## start Raw records

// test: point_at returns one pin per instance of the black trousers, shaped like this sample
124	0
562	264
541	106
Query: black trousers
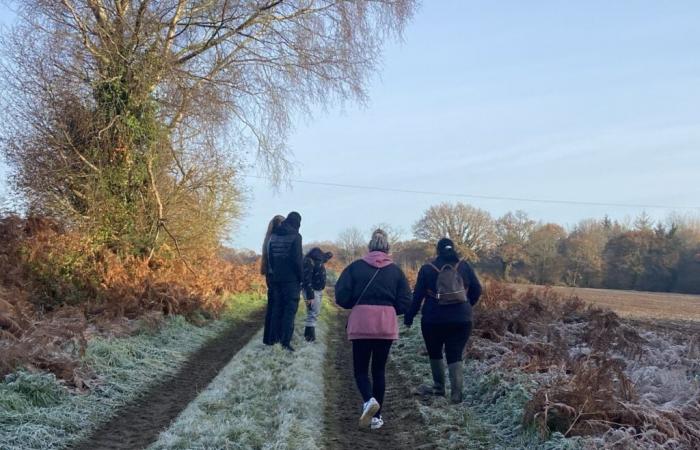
376	350
269	337
447	338
285	302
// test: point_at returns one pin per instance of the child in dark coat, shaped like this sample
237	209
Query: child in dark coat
313	284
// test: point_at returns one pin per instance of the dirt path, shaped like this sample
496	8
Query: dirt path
403	423
138	424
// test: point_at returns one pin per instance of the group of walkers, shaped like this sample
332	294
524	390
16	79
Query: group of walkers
376	291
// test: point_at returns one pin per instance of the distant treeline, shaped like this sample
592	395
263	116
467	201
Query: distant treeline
638	254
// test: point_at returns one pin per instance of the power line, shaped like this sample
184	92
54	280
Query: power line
478	196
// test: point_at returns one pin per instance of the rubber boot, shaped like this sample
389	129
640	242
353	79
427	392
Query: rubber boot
310	334
456	381
438	387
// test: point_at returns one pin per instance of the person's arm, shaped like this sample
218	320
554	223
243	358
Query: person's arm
307	279
472	281
419	293
343	290
322	273
298	257
403	294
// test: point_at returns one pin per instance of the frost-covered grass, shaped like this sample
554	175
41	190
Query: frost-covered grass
38	412
265	398
490	417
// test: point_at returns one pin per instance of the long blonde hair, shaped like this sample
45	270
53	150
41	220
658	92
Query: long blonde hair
274	223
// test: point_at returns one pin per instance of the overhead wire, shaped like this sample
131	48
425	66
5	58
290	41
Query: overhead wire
482	196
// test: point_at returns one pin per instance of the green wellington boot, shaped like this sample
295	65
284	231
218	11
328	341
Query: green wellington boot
456	381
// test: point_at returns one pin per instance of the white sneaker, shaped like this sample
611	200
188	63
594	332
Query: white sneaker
377	423
369	409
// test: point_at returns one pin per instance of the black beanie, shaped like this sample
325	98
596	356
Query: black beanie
446	249
294	219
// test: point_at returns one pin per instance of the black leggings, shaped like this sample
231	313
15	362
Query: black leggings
448	337
378	351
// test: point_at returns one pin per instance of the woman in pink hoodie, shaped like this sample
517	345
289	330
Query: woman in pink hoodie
377	291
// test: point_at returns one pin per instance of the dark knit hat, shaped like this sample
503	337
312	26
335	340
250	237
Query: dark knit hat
294	219
445	244
446	249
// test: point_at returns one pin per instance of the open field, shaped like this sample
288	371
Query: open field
633	304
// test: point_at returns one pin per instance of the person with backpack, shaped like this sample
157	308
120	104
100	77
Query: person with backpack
313	285
285	260
376	291
447	288
268	335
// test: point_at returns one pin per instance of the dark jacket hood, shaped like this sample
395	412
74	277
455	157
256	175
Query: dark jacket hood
319	255
286	228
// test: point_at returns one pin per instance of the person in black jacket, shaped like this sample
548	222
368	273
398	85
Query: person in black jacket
377	291
446	328
313	285
285	270
269	338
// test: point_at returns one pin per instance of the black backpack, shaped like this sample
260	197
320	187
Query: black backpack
449	285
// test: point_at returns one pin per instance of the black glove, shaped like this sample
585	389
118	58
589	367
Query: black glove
308	294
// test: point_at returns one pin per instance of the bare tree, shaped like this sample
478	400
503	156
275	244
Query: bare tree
472	229
394	233
352	244
512	233
131	117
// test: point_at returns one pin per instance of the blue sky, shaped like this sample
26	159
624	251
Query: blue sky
589	101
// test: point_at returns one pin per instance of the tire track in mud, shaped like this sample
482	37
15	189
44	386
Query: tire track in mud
138	424
403	426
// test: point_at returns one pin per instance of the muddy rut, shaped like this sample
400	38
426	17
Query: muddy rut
403	425
138	424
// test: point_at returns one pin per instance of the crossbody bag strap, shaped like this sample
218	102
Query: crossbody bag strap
367	286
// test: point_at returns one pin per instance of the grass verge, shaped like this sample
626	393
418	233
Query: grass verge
265	398
490	417
37	411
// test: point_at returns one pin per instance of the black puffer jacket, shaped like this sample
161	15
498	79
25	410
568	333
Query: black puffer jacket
389	288
315	272
285	254
434	313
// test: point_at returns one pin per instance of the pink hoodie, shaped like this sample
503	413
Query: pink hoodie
374	321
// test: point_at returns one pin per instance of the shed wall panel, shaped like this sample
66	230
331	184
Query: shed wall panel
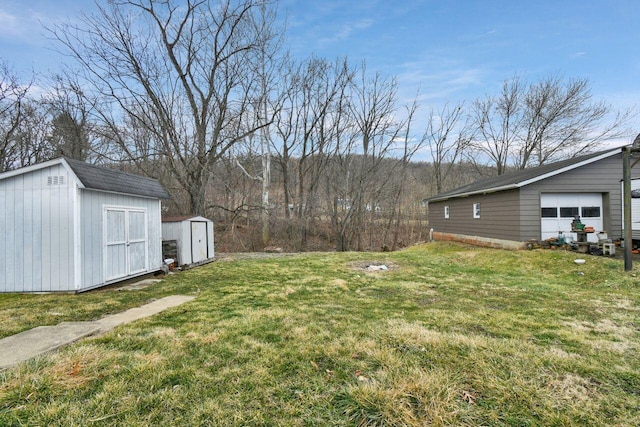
91	214
37	231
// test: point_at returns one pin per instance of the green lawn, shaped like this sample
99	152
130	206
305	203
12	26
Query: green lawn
449	335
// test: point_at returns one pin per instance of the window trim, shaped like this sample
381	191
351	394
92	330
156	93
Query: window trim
476	210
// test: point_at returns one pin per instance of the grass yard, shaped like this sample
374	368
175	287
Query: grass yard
448	335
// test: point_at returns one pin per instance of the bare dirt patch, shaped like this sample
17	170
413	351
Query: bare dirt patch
373	266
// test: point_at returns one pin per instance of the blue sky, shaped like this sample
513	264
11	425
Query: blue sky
449	50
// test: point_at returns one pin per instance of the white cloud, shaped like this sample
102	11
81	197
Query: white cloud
8	24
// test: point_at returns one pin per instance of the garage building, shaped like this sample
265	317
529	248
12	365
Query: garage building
536	203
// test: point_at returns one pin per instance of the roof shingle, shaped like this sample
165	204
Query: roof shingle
99	178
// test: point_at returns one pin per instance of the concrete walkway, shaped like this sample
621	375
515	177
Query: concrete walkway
45	339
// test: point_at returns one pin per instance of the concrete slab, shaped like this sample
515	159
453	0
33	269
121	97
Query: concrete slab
44	339
155	307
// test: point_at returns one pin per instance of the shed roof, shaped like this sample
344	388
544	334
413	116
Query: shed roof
99	178
184	218
523	177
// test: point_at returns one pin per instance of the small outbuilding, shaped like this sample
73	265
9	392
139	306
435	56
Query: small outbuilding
69	226
193	236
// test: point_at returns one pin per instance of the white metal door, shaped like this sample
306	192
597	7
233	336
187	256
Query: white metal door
125	242
559	209
198	241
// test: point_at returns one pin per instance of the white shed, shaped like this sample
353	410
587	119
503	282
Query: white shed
69	226
194	237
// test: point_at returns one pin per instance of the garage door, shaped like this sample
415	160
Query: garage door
559	209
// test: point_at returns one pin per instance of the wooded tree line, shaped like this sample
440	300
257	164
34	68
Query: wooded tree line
203	96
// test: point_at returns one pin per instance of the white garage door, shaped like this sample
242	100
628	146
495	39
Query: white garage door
559	209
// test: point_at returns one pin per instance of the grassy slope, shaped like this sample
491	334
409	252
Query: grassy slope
452	336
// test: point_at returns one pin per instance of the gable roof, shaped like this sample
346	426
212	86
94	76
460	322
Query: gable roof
99	178
523	177
184	218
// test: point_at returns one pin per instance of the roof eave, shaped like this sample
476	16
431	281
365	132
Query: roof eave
528	181
473	193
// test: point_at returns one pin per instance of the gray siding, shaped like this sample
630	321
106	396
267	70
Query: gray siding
515	214
603	177
91	215
499	216
36	220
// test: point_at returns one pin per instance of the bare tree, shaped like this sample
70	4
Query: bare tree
447	137
73	133
367	134
13	96
563	121
529	124
498	122
182	71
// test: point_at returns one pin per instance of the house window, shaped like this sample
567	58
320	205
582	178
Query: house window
476	210
591	211
569	212
549	212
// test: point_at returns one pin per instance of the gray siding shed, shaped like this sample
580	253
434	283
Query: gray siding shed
53	227
194	237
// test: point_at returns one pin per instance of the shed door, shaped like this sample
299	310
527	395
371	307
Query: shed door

## end Raw records

- [Instruction]:
Reproduce all of the material above word for word, but leave out the pictures.

- [Task solution]:
// test: point_at returns one pin per instance of the black trousers, shaped like this sample
124	0
562	264
541	106
Query: black trousers
376	350
269	337
447	338
285	302
// test: point_at returns one pin per instance of the child in dark coat, shaped like this sample
237	209
Query: child in dark coat
313	284
// test: point_at returns one pin per instance of the dirt path, shaped like this sample
496	8
Query: dirt path
403	423
138	424
// test: point_at returns one pin per instance of the group of walkers, shaped like this sample
332	294
524	390
16	79
Query: group of walkers
376	291
// test: point_at returns one pin per instance of the distant treeline, shaped like this sample
592	395
263	116
467	201
Query: distant treeline
638	254
// test: point_at returns one pin per instance of the power line, shaped like this sample
184	92
54	280
Query: power line
478	196
// test: point_at returns one pin per instance of the rubber boot, shaped like this sample
389	129
640	242
353	79
427	392
Query: rubber boot
310	334
456	381
438	387
// test: point_at returns one pin per instance of the person's arm, shaped like this sample
218	320
554	223
243	358
Query: person's arm
307	279
472	281
419	293
343	290
322	273
298	257
403	294
// test: point_at returns one pin per instance of the frost-covered grass, shaped like this sample
554	175
41	190
Query: frost-covered grass
38	412
265	398
490	417
// test: point_at returns one pin per instance of the long blonde hair, shaped like this sample
45	270
53	150
41	220
658	92
Query: long blonde hair
274	223
// test: point_at returns one pin per instance of the overhead wire, shaped like this sample
131	48
425	66
5	58
290	41
Query: overhead wire
482	196
// test: point_at returns one pin per instance of the green wellington boot, shaped like this sample
295	65
284	231
218	11
328	341
Query: green wellington boot
456	381
// test: point_at returns one pin per instance of the white sneaker, shaped like this sample
611	200
188	63
594	332
Query: white sneaker
377	423
369	409
// test: point_at returns one pin per instance of the black beanie, shaped like this sample
325	98
596	356
Query: black beanie
446	249
294	219
// test: point_at returns one pin per instance of the black leggings, shaped like this sample
231	313
15	362
Query: black leggings
448	337
378	351
// test: point_at returns one pin per instance of the woman in pink hoodie, shaped like this sample
517	345
289	330
Query: woman in pink hoodie
377	291
// test: point_at returns one pin per instance of the dark knit hat, shaped like this sample
503	337
312	26
335	340
250	237
Query: dark knit hat
294	219
445	244
446	249
// test: point_at returns one pin per instance of the open field, shaped like this sample
288	371
Query: open field
633	304
// test: point_at returns one pin per instance of the person with backpack, shaped like this sample
157	308
120	104
100	77
Query: person with backpack
313	285
285	260
376	291
447	288
268	335
// test: point_at returns one pin per instance of the dark jacket hood, shaped like this sample
395	412
74	277
455	157
256	175
Query: dark jacket hood
319	255
286	228
// test: point_at returns one pin per instance of the person in black jacket, shaped like this sample
548	222
368	273
398	85
Query: person in black jacket
377	291
446	328
313	285
285	270
269	338
// test: point_at returns one pin per instance of the black backpack, shaped like this sample
260	197
320	187
Query: black backpack
449	285
// test: point_at returns one pin per instance of the black glove, shaped like this sample
585	389
118	58
589	367
Query: black glove
308	294
// test: point_at returns one pin per instance of the bare tree, shaped like this sample
478	400
503	156
275	244
Query: bare tree
472	229
394	233
352	244
512	233
131	117
// test: point_at returns one pin per instance of the blue sky, shaped like this sample
26	159
624	251
Query: blue sky
589	101
// test: point_at returns one pin per instance of the tire track in mud, shaped like this sample
482	37
15	189
44	386
Query: tire track in mud
138	424
403	426
// test: point_at returns one pin per instance of the muddy rut, shaped like this sample
400	38
426	17
Query: muddy rut
403	425
138	424
// test: point_at returns one pin per instance of the crossbody bag strap, shaped like this sample
218	102
Query: crossbody bag strap
367	286
// test: point_at returns one pin per instance of the grass verge, shaped like this sample
626	393
418	233
Query: grass verge
265	398
490	417
37	411
// test: point_at returns one pin per instance of the black puffer jacket, shaped like this sample
161	15
498	79
25	410
568	333
Query: black puffer jacket
389	288
315	272
285	254
434	313
// test: point_at returns one pin per instance of the pink hoodie, shaped like this sample
503	413
Query: pink hoodie
374	321
// test: point_at returns one pin per instance of the shed wall panel, shaped like this sample
66	230
331	184
Query: shed wall panel
91	214
37	231
// test: point_at returns one pin per instance of the green lawn, shaped like this sample
99	152
130	206
305	203
12	26
Query: green lawn
449	335
// test: point_at returns one pin per instance of the window trim, shaped like this sample
381	191
351	394
92	330
156	93
Query: window trim
476	210
// test: point_at returns one pin per instance of the grass yard, shaped like this sample
374	368
175	287
Query: grass yard
448	335
// test: point_at returns one pin per instance of the bare dirt patch, shaped like this sample
17	170
413	351
Query: bare dirt patch
373	266
// test: point_at returns one pin per instance of the blue sky, shaped like this sample
513	264
11	425
Query: blue sky
449	50
// test: point_at returns one pin per instance of the white cloud, shaped like this sample
102	11
81	197
Query: white cloud
8	24
// test: point_at returns one pin per instance of the garage building, shaped like this sample
265	317
529	248
12	365
Query: garage building
536	203
// test: point_at returns one pin per instance of the roof shingle, shaped like this sample
165	204
Query: roof shingle
99	178
// test: point_at returns one pin per instance of the concrete walkway, shaped like this sample
621	375
515	177
Query: concrete walkway
45	339
// test: point_at returns one pin per instance of the concrete slab, shaped like this sample
515	159
453	0
33	269
121	97
Query: concrete slab
44	339
155	307
// test: point_at returns one pin per instance of the shed roof, shaped like this sample
344	388
544	334
413	116
Query: shed roof
99	178
184	218
523	177
// test: point_at returns one pin per instance of the small outbuilding, shaped like this sample
73	265
9	392
139	306
435	56
Query: small outbuilding
69	226
193	236
// test: point_at returns one pin per instance of the white metal door, shaped like this sample
306	192
597	7
233	336
187	256
Query: white metal door
125	242
559	209
198	241
// test: point_at returns one pin per instance of the white shed, shaped like this sample
353	410
587	119
503	282
Query: white shed
69	226
194	237
// test: point_at returns one pin per instance of the garage door, shaped like this sample
415	160
Query: garage door
559	209
// test: point_at returns one pin per instance of the wooded tree line, shaped like this sample
440	300
257	164
34	68
Query: wooded tree line
203	96
// test: point_at returns one pin per instance of the white garage door, shaped like this sample
242	100
628	146
495	39
Query: white garage door
559	209
// test: point_at returns one pin per instance of the grassy slope, shaped like this sample
491	334
409	252
Query: grassy slope
452	336
// test: point_at returns one pin per instance of the gable roof, shaped like this sample
346	426
212	86
94	76
460	322
Query: gable roof
99	178
523	177
184	218
// test: point_at returns one pin per instance of the roof eave, shaped like this sample
476	16
431	281
365	132
Query: roof eave
528	181
473	193
// test: point_at returns one pin per instance of the gray siding, shaped like this sample
630	321
106	396
267	70
Query: gray siding
515	214
603	177
91	215
499	216
36	220
// test: point_at returns one pin per instance of the bare tree, shaped like this sample
70	4
Query: bare tree
447	137
73	133
367	134
13	96
563	121
529	124
498	122
182	71
// test: point_at returns one pin per instance of the house window, shaped like this sample
567	58
320	205
582	178
Query: house window
476	210
591	211
569	212
549	212
// test: point_at returns one pin per instance of the gray siding shed, shaped like this sample
580	253
434	283
Query: gray siding shed
53	227
194	237
// test: point_at returns one pin per instance of the shed door, shaped like this sample
299	310
527	395
371	307
Query: shed door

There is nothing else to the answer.